» PROBLEM DESCRIPTION: Locate the word "captured" in the entries below, then gather every line that holds it.

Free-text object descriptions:
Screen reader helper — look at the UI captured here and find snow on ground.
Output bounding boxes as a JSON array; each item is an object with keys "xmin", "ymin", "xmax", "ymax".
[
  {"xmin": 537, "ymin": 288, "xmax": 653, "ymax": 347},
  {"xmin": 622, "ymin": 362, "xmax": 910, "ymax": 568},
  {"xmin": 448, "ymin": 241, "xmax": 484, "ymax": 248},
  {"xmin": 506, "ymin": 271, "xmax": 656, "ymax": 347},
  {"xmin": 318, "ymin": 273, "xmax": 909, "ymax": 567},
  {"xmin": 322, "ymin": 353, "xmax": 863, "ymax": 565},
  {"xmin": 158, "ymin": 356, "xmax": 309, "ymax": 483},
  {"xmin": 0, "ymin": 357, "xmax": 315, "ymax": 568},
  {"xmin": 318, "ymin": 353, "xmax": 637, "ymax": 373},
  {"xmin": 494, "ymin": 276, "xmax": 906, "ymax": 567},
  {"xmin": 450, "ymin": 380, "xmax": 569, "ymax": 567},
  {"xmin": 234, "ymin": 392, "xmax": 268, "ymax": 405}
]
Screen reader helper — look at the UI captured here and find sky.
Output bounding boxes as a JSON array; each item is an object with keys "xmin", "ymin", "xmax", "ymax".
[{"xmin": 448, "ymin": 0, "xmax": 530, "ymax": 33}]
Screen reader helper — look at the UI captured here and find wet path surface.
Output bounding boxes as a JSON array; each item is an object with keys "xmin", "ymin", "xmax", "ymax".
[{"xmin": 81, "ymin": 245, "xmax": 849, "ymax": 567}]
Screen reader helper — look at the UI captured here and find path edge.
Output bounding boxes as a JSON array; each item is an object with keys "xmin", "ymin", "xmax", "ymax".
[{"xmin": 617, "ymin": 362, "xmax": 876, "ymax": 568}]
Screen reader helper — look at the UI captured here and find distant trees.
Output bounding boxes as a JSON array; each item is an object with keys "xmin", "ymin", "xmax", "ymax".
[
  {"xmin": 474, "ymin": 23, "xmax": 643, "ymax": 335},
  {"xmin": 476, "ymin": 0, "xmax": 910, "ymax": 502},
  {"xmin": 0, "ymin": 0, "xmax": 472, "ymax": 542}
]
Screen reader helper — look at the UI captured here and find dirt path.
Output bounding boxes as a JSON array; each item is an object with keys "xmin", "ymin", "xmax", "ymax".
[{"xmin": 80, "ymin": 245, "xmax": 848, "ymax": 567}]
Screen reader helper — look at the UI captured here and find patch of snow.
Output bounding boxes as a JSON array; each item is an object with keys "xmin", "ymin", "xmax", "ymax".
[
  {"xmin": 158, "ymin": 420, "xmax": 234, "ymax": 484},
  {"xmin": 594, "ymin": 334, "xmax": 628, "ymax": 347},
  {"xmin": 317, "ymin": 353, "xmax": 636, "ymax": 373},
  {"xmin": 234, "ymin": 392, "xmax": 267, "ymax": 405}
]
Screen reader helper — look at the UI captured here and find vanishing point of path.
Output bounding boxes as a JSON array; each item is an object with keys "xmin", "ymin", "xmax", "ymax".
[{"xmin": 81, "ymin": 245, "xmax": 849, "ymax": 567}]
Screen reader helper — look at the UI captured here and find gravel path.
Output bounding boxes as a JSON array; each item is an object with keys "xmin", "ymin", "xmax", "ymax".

» EXERCISE RESULT:
Screen reader helper — look at the UI captured here and find snow on ground.
Screen reader helper — look at the UI captured here and find sky.
Screen reader helper — look at the UI captured here and find wet path surface.
Screen reader helper — look at the UI captured here and find path edge.
Screen reader helper — look at the UI captured here and find distant trees.
Screen reader helper — look at the UI captured here and find dirt path.
Screen reader helper — look at the UI captured here and find patch of snow.
Screen reader helper — look at the UI captured here and find vanishing point of path.
Screen reader helper — look at the UI captured here and find gravel path.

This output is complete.